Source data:
──────

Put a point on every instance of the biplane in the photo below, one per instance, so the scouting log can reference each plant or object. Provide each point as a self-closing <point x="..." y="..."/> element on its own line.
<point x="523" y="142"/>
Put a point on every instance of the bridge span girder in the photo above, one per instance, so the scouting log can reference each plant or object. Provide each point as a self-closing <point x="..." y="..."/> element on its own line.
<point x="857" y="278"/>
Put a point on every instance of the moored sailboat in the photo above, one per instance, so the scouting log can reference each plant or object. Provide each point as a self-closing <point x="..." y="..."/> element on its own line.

──────

> Instructions to follow:
Write out every line of the records again, requests included, and shift each x and y coordinate in the answers by -48.

> Task answer:
Put a point on every instance of the biplane in the photo below, one per instance, so the scouting log can reference each plant or object. Provide each point as a self-closing <point x="..." y="..."/> element on its own line.
<point x="475" y="94"/>
Put a point on every instance of the bridge span girder in the photo above, one per instance, so the scouting log can reference each plant or object. Provide each point as a self-closing <point x="..." y="..."/> element on its own line.
<point x="809" y="230"/>
Put a point on every instance of the moored sailboat in the photo above, one per instance, so the scouting log can reference each plant or object. Provide each point as a self-closing <point x="..." y="..."/> element on its own line.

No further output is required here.